Data provided =
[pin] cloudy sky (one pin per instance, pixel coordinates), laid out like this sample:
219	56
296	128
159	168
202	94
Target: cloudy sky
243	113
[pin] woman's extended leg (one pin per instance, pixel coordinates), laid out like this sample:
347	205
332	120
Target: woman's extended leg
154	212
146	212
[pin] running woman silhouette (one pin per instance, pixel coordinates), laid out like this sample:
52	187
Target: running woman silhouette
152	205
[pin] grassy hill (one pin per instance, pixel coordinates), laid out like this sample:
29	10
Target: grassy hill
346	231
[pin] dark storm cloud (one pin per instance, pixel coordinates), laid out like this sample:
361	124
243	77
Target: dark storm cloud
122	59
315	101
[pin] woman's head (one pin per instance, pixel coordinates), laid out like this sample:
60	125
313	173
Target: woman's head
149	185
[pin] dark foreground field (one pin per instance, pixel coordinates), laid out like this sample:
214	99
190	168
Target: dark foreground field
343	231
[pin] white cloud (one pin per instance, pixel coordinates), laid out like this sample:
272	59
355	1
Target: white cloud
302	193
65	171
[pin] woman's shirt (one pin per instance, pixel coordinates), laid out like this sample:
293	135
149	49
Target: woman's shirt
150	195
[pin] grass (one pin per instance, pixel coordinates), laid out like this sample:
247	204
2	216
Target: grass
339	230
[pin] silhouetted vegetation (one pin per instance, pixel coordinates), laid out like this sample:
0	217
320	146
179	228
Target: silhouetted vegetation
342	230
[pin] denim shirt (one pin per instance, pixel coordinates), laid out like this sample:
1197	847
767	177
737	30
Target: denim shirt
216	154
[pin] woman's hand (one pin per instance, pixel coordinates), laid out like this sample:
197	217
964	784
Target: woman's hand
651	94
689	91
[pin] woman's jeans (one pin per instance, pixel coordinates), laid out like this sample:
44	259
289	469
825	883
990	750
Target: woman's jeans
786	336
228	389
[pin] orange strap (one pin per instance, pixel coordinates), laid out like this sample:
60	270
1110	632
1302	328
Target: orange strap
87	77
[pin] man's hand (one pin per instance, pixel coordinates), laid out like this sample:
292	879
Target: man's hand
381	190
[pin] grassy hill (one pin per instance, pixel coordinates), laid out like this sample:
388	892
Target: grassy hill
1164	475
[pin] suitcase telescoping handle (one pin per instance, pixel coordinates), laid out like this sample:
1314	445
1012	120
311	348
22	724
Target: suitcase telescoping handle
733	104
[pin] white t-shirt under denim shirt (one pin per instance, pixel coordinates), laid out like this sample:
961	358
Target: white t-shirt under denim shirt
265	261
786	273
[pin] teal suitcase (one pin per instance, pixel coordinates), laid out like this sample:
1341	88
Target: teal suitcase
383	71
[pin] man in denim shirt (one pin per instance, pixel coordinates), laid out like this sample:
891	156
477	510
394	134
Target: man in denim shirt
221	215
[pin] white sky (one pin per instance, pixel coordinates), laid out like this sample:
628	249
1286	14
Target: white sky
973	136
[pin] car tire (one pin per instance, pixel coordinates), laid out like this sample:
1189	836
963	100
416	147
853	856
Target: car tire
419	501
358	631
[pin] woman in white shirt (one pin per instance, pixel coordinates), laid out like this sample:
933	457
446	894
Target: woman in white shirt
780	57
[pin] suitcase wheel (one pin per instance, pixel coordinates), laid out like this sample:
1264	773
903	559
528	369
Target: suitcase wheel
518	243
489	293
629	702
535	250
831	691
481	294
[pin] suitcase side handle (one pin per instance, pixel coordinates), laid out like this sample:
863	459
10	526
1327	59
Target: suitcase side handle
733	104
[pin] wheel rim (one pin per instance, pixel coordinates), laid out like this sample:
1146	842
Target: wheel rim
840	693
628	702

Directions for this task =
Rewrite the lines from the one with "[pin] man's hand" up to and including the final line, changing every "suitcase" to "luggage" and leaving everything else as it is.

Complete answer =
[pin] man's hand (one pin per instance, pixel coordinates), laid out like this sample:
292	879
Target: man's hand
381	190
[pin] grassy hill (one pin per instance, pixel coordinates), laid out like this sample:
388	892
Target: grassy hill
1164	475
[pin] luggage telescoping handle (one pin per instance, pixel coordinates), laid out like this sample:
1314	445
1012	120
311	348
22	724
Target: luggage telescoping handle
733	104
[pin] white t-shirt under denim shirt (one pin per instance, pixel coordinates), laid out like this sample:
961	358
Target: white t-shirt under denim shirt
265	261
786	273
[pin] teal luggage (one pin per instance, pixel coordinates), laid out like this sample:
1341	88
Target: teal luggage
383	71
[pin] man in denim shirt (one pin per instance, pixel coordinates), laid out like this sample:
891	156
477	510
394	134
Target: man in denim shirt
221	215
[pin] white sky (one pin per instance, pixel coordinates), laid out like this sample:
628	249
1286	14
Target: white sky
973	136
[pin] car tire (one pin per instance, pixel coordinates), laid out like this sample:
1189	836
963	100
416	147
853	856
Target: car tire
419	501
358	631
[pin] woman in white shirt (one pin per instance, pixel coordinates), laid out like this sample:
933	457
446	894
Target: woman in white shirt
780	57
[pin] luggage wheel (one pin per instance, pixel coordinates), laid out like this sample:
1264	773
903	559
528	369
Target: luggage wheel
518	243
489	293
629	702
535	250
831	691
481	294
[pin] luggage side handle (one pin per instance, pixel coordinates), laid out like this sample:
863	459
10	526
1327	59
Target: luggage side handle
733	104
[pin] wheel rim (one pin per instance, pixel coordinates), laid out like this sample:
1146	842
Target: wheel rim
840	693
628	702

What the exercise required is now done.